### GOAL
Convert the listing, from the line containing "Can you find the white shirt" through its final line, into a numbered list with blank lines skipped and the pictures left out.

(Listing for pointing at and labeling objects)
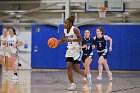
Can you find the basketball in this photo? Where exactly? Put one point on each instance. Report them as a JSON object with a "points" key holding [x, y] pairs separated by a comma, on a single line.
{"points": [[52, 42]]}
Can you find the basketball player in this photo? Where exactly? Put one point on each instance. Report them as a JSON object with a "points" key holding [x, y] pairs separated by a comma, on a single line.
{"points": [[3, 51], [87, 46], [100, 40], [74, 51], [12, 44]]}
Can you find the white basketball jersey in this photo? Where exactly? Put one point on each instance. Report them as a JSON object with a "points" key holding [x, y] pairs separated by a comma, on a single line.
{"points": [[71, 35], [12, 41], [3, 41]]}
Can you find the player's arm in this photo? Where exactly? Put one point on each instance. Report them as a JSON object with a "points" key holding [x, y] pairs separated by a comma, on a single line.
{"points": [[78, 39], [62, 40], [110, 41], [93, 43]]}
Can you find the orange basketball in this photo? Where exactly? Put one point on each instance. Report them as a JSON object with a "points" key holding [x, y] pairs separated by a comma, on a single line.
{"points": [[52, 42]]}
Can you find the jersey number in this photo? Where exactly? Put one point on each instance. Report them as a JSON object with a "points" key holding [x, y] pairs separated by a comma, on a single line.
{"points": [[88, 47], [100, 45]]}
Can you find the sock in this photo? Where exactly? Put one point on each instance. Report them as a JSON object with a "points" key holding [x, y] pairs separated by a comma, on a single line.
{"points": [[15, 74], [89, 75], [100, 73], [108, 72]]}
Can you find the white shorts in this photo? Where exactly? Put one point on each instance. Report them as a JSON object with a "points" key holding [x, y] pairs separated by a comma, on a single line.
{"points": [[76, 53], [12, 52], [3, 52]]}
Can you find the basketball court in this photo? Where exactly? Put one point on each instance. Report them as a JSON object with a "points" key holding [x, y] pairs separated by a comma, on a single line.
{"points": [[43, 69]]}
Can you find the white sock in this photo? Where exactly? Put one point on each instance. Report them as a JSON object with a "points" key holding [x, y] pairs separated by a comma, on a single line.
{"points": [[72, 83], [89, 75], [100, 73], [108, 72]]}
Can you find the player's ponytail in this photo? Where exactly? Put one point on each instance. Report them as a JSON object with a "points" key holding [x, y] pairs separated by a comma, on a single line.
{"points": [[102, 30], [13, 30], [71, 19]]}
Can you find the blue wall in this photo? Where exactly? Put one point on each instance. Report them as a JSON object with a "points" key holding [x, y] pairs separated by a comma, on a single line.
{"points": [[0, 34], [123, 57]]}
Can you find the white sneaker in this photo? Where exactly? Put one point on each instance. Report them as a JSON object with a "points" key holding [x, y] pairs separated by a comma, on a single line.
{"points": [[89, 80], [84, 79], [110, 76], [6, 73], [15, 77], [99, 77], [72, 87]]}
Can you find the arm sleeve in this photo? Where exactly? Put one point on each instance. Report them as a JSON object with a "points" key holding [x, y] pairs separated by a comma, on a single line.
{"points": [[93, 42]]}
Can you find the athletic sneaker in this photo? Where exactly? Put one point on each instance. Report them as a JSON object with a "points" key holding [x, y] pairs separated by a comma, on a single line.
{"points": [[6, 73], [15, 77], [110, 76], [89, 80], [99, 77], [85, 79], [72, 87]]}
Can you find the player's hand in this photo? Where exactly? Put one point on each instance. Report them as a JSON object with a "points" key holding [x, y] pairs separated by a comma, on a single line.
{"points": [[110, 49], [84, 46], [69, 40], [14, 45], [93, 46]]}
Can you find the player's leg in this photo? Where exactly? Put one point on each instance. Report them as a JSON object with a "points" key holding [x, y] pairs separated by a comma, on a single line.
{"points": [[69, 72], [12, 61], [100, 67], [107, 69]]}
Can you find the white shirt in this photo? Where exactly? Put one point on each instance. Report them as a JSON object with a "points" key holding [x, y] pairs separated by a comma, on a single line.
{"points": [[3, 41]]}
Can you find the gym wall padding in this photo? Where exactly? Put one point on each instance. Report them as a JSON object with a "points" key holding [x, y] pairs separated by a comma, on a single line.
{"points": [[126, 44], [46, 57], [125, 54], [0, 34]]}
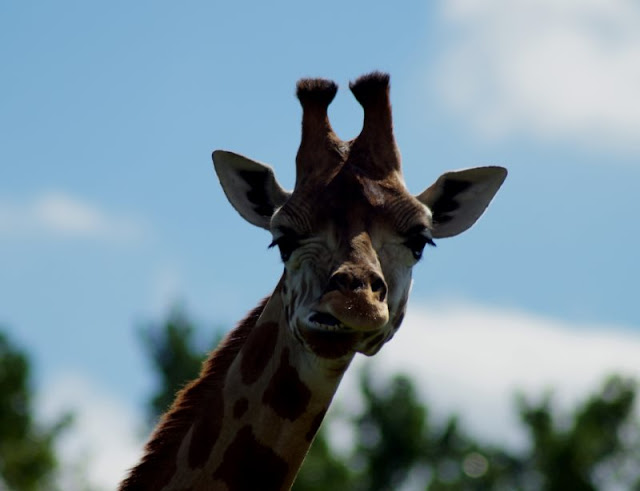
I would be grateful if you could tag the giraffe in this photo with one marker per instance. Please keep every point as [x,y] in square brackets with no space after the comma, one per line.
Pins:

### SOLUTION FOR THIS PROBLEM
1. Can you find the white shirt in this photo? Where exactly? Put one point on each instance. Report them as a JSON object with a "points" key holding [x, y] pairs separated by a comma, on a single line.
2. {"points": [[3, 41]]}
3. Can you find the gym wall padding in this photo? Where exactly? Put one point on each instance. Report them as a JSON object with a "points" key holding [x, y] pairs separated by a comma, on a single line.
4. {"points": [[126, 44], [46, 57], [125, 54], [0, 34]]}
5. I would be grateful if you could tag the giraffe in this photo with one marker per instance. Please keep every point as [x,y] in square brackets with no space after the comma, one per line.
6. Pins:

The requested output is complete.